Written instruction = Render the listing below as a two-column CSV with the headers "request" and "answer", giving one row per request. Place each field in double quotes and replace any line breaks within a field with spaces.

-- begin Extracted records --

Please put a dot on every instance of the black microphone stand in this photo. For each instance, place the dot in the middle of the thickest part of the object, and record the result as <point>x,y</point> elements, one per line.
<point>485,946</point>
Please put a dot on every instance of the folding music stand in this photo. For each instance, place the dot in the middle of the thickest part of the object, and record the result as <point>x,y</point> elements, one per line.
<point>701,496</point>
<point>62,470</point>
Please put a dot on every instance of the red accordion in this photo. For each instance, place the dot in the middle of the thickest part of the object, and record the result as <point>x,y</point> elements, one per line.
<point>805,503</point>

-- end Extracted records --

Finished exercise =
request,answer
"Please put a dot on every instance of the black microphone stand in this photo. For each instance, place the dot in the middle of the thickest part of the object, and record the result as <point>x,y</point> elements, one per line.","<point>485,946</point>"
"Please put a dot on every instance of the folding music stand in this photo. For each instance, place the dot in the middle of the thickest part of the object, and record the result as <point>x,y</point> elements, one per line.","<point>701,496</point> <point>62,470</point>"
"Please put a dot on every instance of the red accordion in this photo. For each instance, place the dot in the middle of the thickest part of the object, and record the result as <point>x,y</point> elements, one per line.","<point>805,503</point>"